Convert each line of the records below into a JSON list of strings, one string per line, leaving out any blank lines.

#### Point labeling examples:

━━━━━━━━

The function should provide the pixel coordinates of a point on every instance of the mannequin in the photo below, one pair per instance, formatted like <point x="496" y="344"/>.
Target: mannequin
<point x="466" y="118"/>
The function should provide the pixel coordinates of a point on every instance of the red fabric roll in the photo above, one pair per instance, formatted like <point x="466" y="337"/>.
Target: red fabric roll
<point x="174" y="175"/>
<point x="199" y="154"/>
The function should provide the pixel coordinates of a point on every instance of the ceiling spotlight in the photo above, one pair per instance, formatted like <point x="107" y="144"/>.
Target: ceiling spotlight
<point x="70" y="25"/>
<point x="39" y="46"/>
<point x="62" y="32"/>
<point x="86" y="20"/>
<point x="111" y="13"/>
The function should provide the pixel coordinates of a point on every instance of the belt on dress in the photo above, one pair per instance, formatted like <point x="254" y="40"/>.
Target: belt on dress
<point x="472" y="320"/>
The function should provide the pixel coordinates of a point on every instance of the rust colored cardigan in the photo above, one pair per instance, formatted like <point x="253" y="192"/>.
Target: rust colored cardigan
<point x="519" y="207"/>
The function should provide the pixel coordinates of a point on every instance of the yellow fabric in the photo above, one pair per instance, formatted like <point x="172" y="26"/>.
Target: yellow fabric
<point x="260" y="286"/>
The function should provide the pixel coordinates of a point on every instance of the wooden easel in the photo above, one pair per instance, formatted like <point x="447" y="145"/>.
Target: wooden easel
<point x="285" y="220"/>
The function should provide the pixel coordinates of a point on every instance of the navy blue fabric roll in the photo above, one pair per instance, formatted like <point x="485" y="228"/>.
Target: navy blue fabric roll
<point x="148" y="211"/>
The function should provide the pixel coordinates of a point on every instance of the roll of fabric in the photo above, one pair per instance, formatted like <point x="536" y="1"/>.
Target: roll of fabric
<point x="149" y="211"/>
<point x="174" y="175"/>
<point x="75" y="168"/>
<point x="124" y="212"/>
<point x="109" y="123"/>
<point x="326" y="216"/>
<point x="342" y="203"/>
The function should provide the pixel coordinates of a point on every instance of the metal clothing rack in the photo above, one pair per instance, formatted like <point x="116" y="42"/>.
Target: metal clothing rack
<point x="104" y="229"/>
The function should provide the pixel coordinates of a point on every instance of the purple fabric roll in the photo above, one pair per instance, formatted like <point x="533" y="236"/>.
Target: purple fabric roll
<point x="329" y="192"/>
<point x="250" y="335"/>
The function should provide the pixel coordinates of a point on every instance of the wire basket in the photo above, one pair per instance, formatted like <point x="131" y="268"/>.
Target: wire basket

━━━━━━━━

#### Full solution:
[
  "The function should provide the pixel coordinates of a point on every instance of the mannequin in the photo below, one pair per instance, formatted like <point x=\"496\" y=\"344\"/>.",
  "Target: mannequin",
  "<point x=\"466\" y=\"118\"/>",
  "The function should provide the pixel coordinates of a point on every instance of the red fabric roll in the photo above, one pair per instance, formatted like <point x=\"466\" y=\"337\"/>.",
  "Target: red fabric roll",
  "<point x=\"174\" y=\"175\"/>",
  "<point x=\"199\" y=\"154\"/>",
  "The function should provide the pixel coordinates of a point on every instance of the ceiling spotlight in the photo above, one pair per instance, formatted like <point x=\"107\" y=\"144\"/>.",
  "Target: ceiling spotlight",
  "<point x=\"70\" y=\"25\"/>",
  "<point x=\"39\" y=\"46\"/>",
  "<point x=\"62\" y=\"32\"/>",
  "<point x=\"86\" y=\"20\"/>",
  "<point x=\"111\" y=\"13\"/>",
  "The function should provide the pixel coordinates of a point on every instance of the belt on dress in the photo above, one pair per instance, formatted like <point x=\"254\" y=\"40\"/>.",
  "Target: belt on dress",
  "<point x=\"472\" y=\"320\"/>",
  "The function should provide the pixel coordinates of a point on every instance of the rust colored cardigan in the photo above, one pair per instance, formatted like <point x=\"253\" y=\"192\"/>.",
  "Target: rust colored cardigan",
  "<point x=\"519\" y=\"207\"/>",
  "The function should provide the pixel coordinates of a point on every instance of the yellow fabric in the photo above, one pair per instance, formatted like <point x=\"172\" y=\"26\"/>.",
  "Target: yellow fabric",
  "<point x=\"260\" y=\"286\"/>",
  "The function should provide the pixel coordinates of a point on every instance of the wooden easel in the photo above, one pair per instance, formatted like <point x=\"447\" y=\"145\"/>.",
  "Target: wooden easel",
  "<point x=\"285\" y=\"220\"/>",
  "The function should provide the pixel coordinates of a point on every instance of the navy blue fabric roll in the photo above, one pair per instance, formatted like <point x=\"485\" y=\"228\"/>.",
  "Target: navy blue fabric roll",
  "<point x=\"148\" y=\"211\"/>",
  "The function should provide the pixel coordinates of a point on every instance of the roll of fabric in the photo above, one pair per instance, formatted like <point x=\"536\" y=\"1\"/>.",
  "Target: roll of fabric",
  "<point x=\"149\" y=\"211\"/>",
  "<point x=\"174\" y=\"175\"/>",
  "<point x=\"75\" y=\"168\"/>",
  "<point x=\"124\" y=\"212\"/>",
  "<point x=\"109\" y=\"123\"/>",
  "<point x=\"326\" y=\"216\"/>",
  "<point x=\"342\" y=\"203\"/>",
  "The function should provide the pixel coordinates of a point on every instance of the metal clothing rack in the photo above, one pair per instance, formatted like <point x=\"116\" y=\"42\"/>.",
  "Target: metal clothing rack",
  "<point x=\"104\" y=\"229\"/>",
  "The function should provide the pixel coordinates of a point on every instance of the purple fabric roll in the photo above, one pair per instance, formatted like <point x=\"533\" y=\"236\"/>.",
  "Target: purple fabric roll",
  "<point x=\"329\" y=\"192\"/>",
  "<point x=\"250\" y=\"335\"/>",
  "The function should provide the pixel coordinates of a point on every instance of the wire basket in the photo above, one pair per instance, formatted like <point x=\"131\" y=\"268\"/>.",
  "Target: wire basket"
]